=== EXTRAIT ===
Sénégal : Après de nouveaux drames, Kolda suspend les manifestations liées au Kankourang

Deux violents incidents survenus le dimanche 21 septembre ont relancé le débat autour de la sécurité des cérémonies traditionnelles. À Ngaparou, un Kankourang a été tué, tandis qu’à Colobane (Ziguinchor) un jeune d’une vingtaine d’années a été grièvement blessé à l’arme blanche lors d’un Diambadong. Le même jour à Kolda, un jeune en vacances a perdu la vie après une altercation dans un « lavage ». Face à cette série d’événements, le préfet de Kolda a annoncé la suspension des manifestations culturelles liées au Kankourang sur la voie publique.

Des violences qui entraînent une décision administrative

Le préfet du département de Kolda a signé, ce 22 septembre 2025, un arrêté interdisant toute organisation de cérémonies de Kankourang dans l’espace public. Selon ce texte, la mesure se justifie par des troubles récurrents à l’ordre public, des blocages de la circulation et surtout l’usage d’armes blanches ou d’objets contondants qui ont déjà causé la mort. L’arrêté stipule que toute infraction à cette décision entraînera des sanctions prévues par la loi, avec le commissaire central chargé de sa mise en œuvre. L’autorité territoriale insiste sur le fait que la sécurité des citoyens et la tranquillité de la vie sociale passent avant la tenue de ces rassemblements.
=== DONNÉES FOURNIES ===
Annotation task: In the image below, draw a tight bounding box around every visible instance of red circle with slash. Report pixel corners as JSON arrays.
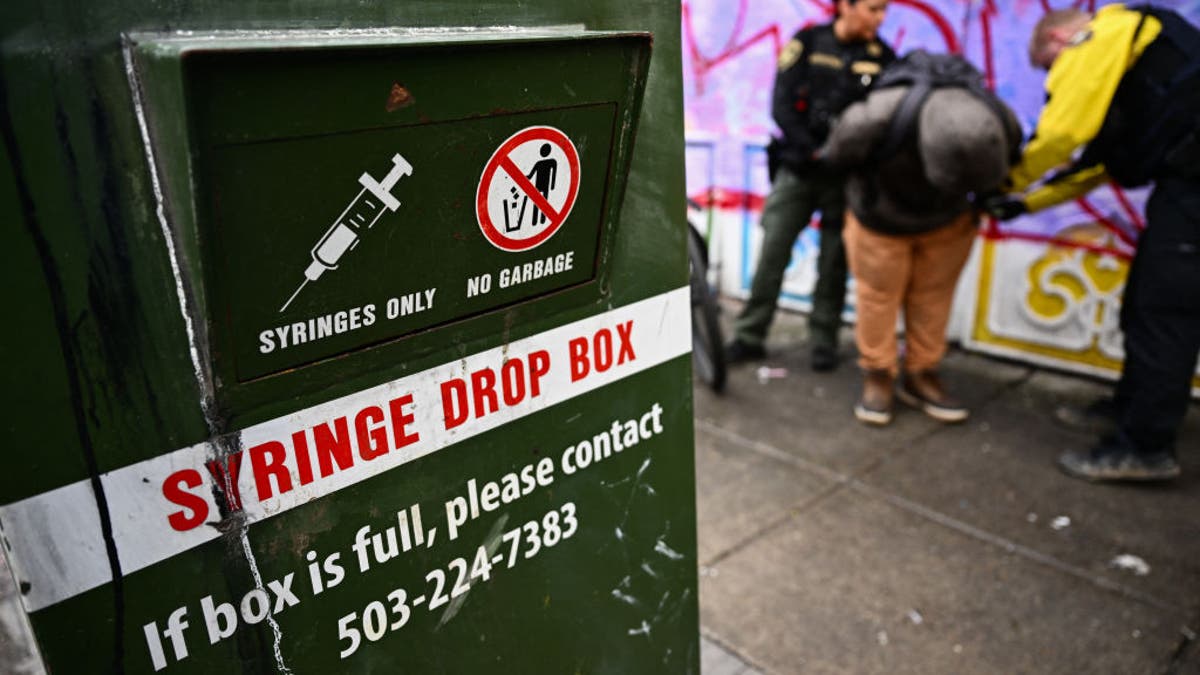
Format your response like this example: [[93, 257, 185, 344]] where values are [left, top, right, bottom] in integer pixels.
[[475, 126, 580, 252]]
===
- _QUESTIONS À TRAITER_:
- a) Traduisez en anglais la phrase suivante de l'extrait consacré au Kankourang : « L’autorité territoriale insiste sur le fait que la sécurité des citoyens et la tranquillité de la vie sociale passent avant la tenue de ces rassemblements. »
- b) Poursuivez l'article sur la suspension des cérémonies du Kankourang à Kolda à partir de sa dernière phrase.

- _RÉPONSES FOURNIES_:
- a) The territorial authority stresses that the safety of citizens and the tranquility of social life take precedence over the holding of these gatherings.

- b)
Le même week-end, plusieurs incidents distincts sont venus accentuer les inquiétudes. À Ngaparou, un Kankourang a trouvé la mort, tandis qu’à Colobane un jeune a été poignardé lors d’un Diambadong et hospitalisé en soins intensifs. À Kolda, un vacancier a succombé à ses blessures après une rixe similaire. Les auteurs présumés des agressions ont été interpellés, et des enquêtes sont ouvertes. Ces drames alimentent le débat sur les limites à fixer entre liberté culturelle et protection de l’ordre public.

Une tradition reconnue mais sous tension

Le Kankourang occupe une place essentielle dans les rites d’initiation des communautés mandingues, notamment en Casamance et en Gambie. Il est à la fois symbole de protection et de discipline pour les jeunes initiés. Sa valeur culturelle est largement reconnue : en 2005, l’UNESCO a proclamé le Kankourang mandingue du Sénégal et de la Gambie chef-d’œuvre du patrimoine oral et immatériel de l’humanité. Trois ans plus tard, en 2008, il a été inscrit sur la Liste représentative du patrimoine culturel immatériel de l’humanité. Cette reconnaissance consacre la richesse de la tradition mais ne fait pas disparaître les tensions liées à sa pratique dans l’espace public.

La récente interdiction à Kolda pose donc la question de la conciliation entre préservation du patrimoine et impératifs sécuritaires. Certains acteurs culturels appellent déjà à un encadrement plus strict plutôt qu’à une suspension pure et simple, un débat qui pourrait s’élargir au niveau national.

La décision du préfet reste en vigueur jusqu’à nouvel ordre, dans l’attente de solutions jugées plus adaptées par les autorités et les communautés.